» **Task to complete**:
Look through the entries for the string "with" and copy every line where it shows up.
*** Begin section ***
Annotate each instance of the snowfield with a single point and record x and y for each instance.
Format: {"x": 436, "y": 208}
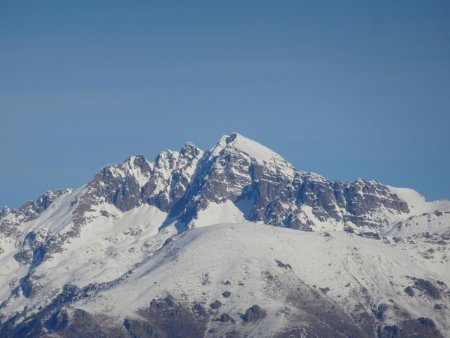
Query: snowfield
{"x": 230, "y": 242}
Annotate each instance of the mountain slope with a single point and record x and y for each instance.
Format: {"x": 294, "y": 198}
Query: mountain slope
{"x": 141, "y": 231}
*** End section ***
» **Task result**:
Annotate each instance of the snowfield with a single point and record x and y for each instance.
Annotate each instance of the mountain slope with a single point and record x and y for each instance.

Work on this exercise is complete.